● **REQUIRED ACTION**:
It would help if you retyped the data exactly, leaving out the pictures.

START PROVIDED RECORDS

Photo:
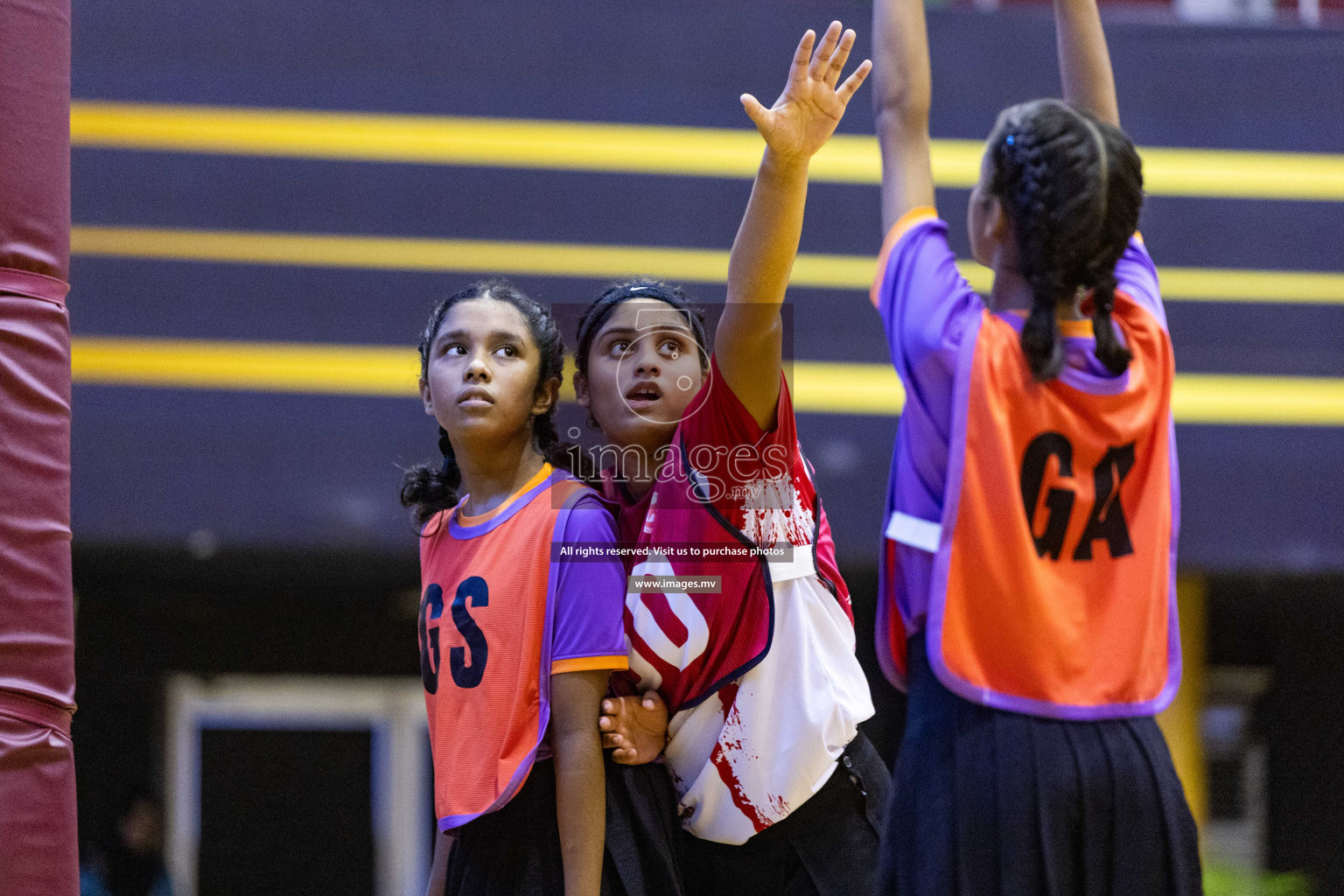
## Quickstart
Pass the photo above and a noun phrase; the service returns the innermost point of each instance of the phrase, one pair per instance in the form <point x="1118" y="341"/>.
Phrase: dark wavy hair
<point x="429" y="488"/>
<point x="1071" y="186"/>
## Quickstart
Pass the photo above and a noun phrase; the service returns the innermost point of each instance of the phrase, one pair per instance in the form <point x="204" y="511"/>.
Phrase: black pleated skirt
<point x="988" y="802"/>
<point x="516" y="850"/>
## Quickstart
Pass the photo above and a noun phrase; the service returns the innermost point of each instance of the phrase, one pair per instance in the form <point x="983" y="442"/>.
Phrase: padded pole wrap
<point x="38" y="836"/>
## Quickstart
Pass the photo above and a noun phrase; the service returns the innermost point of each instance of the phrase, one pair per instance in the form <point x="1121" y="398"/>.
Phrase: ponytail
<point x="1115" y="356"/>
<point x="1073" y="188"/>
<point x="430" y="489"/>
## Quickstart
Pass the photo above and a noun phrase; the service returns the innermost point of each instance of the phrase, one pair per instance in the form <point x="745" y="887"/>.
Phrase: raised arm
<point x="1083" y="60"/>
<point x="749" y="339"/>
<point x="900" y="93"/>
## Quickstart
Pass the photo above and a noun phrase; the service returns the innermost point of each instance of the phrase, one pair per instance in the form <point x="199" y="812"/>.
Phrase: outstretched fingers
<point x="854" y="80"/>
<point x="839" y="57"/>
<point x="799" y="67"/>
<point x="822" y="58"/>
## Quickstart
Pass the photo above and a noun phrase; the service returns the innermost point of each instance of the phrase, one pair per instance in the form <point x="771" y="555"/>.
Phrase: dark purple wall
<point x="155" y="465"/>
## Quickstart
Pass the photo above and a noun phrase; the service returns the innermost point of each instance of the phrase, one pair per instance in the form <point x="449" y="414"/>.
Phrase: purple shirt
<point x="928" y="308"/>
<point x="588" y="630"/>
<point x="589" y="595"/>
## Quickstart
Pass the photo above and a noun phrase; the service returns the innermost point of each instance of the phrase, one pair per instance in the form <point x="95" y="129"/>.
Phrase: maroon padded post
<point x="38" y="837"/>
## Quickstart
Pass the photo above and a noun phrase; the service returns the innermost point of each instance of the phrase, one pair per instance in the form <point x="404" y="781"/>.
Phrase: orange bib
<point x="1054" y="582"/>
<point x="486" y="645"/>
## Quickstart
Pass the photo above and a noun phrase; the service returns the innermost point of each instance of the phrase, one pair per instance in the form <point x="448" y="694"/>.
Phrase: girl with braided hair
<point x="1027" y="592"/>
<point x="527" y="637"/>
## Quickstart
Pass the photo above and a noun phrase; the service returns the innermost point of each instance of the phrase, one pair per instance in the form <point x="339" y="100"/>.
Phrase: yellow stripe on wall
<point x="566" y="145"/>
<point x="819" y="387"/>
<point x="605" y="262"/>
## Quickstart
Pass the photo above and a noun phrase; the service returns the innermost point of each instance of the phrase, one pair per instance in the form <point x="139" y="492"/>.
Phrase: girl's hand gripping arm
<point x="634" y="727"/>
<point x="749" y="338"/>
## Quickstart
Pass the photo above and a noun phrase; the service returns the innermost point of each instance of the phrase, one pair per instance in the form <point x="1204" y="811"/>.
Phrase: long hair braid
<point x="1073" y="187"/>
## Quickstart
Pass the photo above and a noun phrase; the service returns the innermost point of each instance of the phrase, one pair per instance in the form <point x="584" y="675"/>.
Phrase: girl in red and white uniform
<point x="779" y="790"/>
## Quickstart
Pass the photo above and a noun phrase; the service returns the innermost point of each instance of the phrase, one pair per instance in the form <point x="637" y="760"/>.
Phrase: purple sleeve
<point x="927" y="306"/>
<point x="589" y="595"/>
<point x="1138" y="278"/>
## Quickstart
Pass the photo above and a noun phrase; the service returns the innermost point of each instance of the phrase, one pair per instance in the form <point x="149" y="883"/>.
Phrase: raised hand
<point x="810" y="107"/>
<point x="637" y="727"/>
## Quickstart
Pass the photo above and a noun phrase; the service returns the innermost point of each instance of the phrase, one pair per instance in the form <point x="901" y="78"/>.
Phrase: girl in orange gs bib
<point x="516" y="641"/>
<point x="777" y="788"/>
<point x="1028" y="557"/>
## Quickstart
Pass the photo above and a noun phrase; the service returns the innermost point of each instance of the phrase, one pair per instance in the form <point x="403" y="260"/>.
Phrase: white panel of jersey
<point x="747" y="757"/>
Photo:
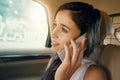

END PROVIDED RECORDS

● **ANSWER FOR THIS EXERCISE**:
Photo:
## Quickstart
Pass the photo above and a noun phrase; the service returns the innermost point of each instance of the phrase, one pair per instance in the form <point x="1118" y="341"/>.
Phrase: dark wavy hair
<point x="429" y="488"/>
<point x="1071" y="186"/>
## Quickstart
Pass the photo above and a noun phrase; the service returns the innermost point of each instance of the phrase, one pair per instance in the form <point x="204" y="511"/>.
Phrase: black pleated skirt
<point x="988" y="802"/>
<point x="516" y="850"/>
## Quickstart
Pass the photo above and a noun phrase; the service returns the innermost point of each instance of the phrase, one pair per instance in the form <point x="983" y="442"/>.
Phrase: padded pole wrap
<point x="38" y="836"/>
## Quickstart
Pass the photo above and a noun phrase; the service returns the innermost point of each instance of the phrase, one pair per instance in the form <point x="1121" y="398"/>.
Phrase: ponytail
<point x="1115" y="356"/>
<point x="1073" y="188"/>
<point x="430" y="489"/>
## Quickstart
Pass the photo above and a noun phrase; the service returns the innermost point of each instance of the phrase, one pair per instance in the form <point x="745" y="887"/>.
Phrase: raised arm
<point x="1083" y="60"/>
<point x="749" y="339"/>
<point x="900" y="93"/>
## Quickstart
Pass the photo above and a noun phrase; the service returns the innermost point of each instance of the phrase, one pair per instance in the form <point x="199" y="812"/>.
Phrase: outstretched fingers
<point x="854" y="80"/>
<point x="839" y="57"/>
<point x="799" y="67"/>
<point x="822" y="58"/>
## Quickstart
Pass the photo above and a noun phrase; the service returns the innermost point of each instance of the phrase, one pair per instance in the form <point x="771" y="555"/>.
Phrase: dark purple wall
<point x="155" y="465"/>
## Quickstart
Pass the photo above and a noun phrase; the service returns the innermost point of each instance of the phrase, one pair per instance in the form <point x="449" y="414"/>.
Phrase: purple shirt
<point x="928" y="308"/>
<point x="588" y="630"/>
<point x="589" y="595"/>
## Quickstart
Pass the photo above and a noun phrase; the service returns the innermost point of each instance of the phrase, one pair per instance in the form <point x="95" y="129"/>.
Phrase: maroon padded post
<point x="38" y="837"/>
## Quickstart
Pass the photo above and a noun phrase; the service returns the innermost point of each instance of the phrase, one pair per instance in the form <point x="404" y="781"/>.
Phrase: orange bib
<point x="1054" y="582"/>
<point x="486" y="645"/>
## Quickstart
Pass the photo above and a noun phrase; the service returns the innermost point of each instance of the phrase, one pair per instance in the form <point x="448" y="694"/>.
Phrase: girl with braided hair
<point x="1027" y="592"/>
<point x="527" y="637"/>
## Quickstart
Pass the photo above and a noun phrase; the service returns the innermost point of each instance of the phrase, one pair per instance in the form <point x="339" y="100"/>.
Phrase: yellow stripe on wall
<point x="566" y="145"/>
<point x="819" y="387"/>
<point x="605" y="262"/>
## Quickstart
Pass the photo above and a noun phrase; the service returns the innermost point of each instance of the phrase, one pair per instance in the form <point x="139" y="492"/>.
Phrase: girl's hand gripping arm
<point x="634" y="727"/>
<point x="749" y="338"/>
## Quickstart
Pass the photo above and a noun phrase; the service returns the innermost point of each instance of the phrase, one pair per instance in the form <point x="1204" y="811"/>.
Phrase: long hair braid
<point x="1073" y="187"/>
## Quickstart
Pass the photo above and a noun phrase; the service returns the innermost point of each instance of the phrase, one pair per instance in the form <point x="584" y="675"/>.
Phrase: girl in red and white uniform
<point x="779" y="790"/>
## Quickstart
Pass the photo above and a noun phrase; the service returns the innermost point of each instance of the phrase, one pair per instance in the form <point x="637" y="760"/>.
Phrase: purple sleeve
<point x="927" y="306"/>
<point x="589" y="595"/>
<point x="1138" y="278"/>
## Quickstart
Pass the photo above and a noun phrase; the service returns the innermost point of each instance of the phrase, one pair per instance in the form <point x="149" y="883"/>.
Phrase: raised hand
<point x="810" y="107"/>
<point x="637" y="727"/>
## Quickstart
Pass the photo above and a noun phrase; the service returns the innermost point of each instance of the phrase, one pair per instance in the form <point x="901" y="78"/>.
Phrase: girl in orange gs bib
<point x="516" y="641"/>
<point x="777" y="788"/>
<point x="1028" y="557"/>
## Quickstart
Pass the photo above and a noun phrase; the service returns the innermost point of each instance of the phrase, one pair per instance in the form <point x="403" y="260"/>.
Phrase: white panel of jersey
<point x="747" y="757"/>
Photo:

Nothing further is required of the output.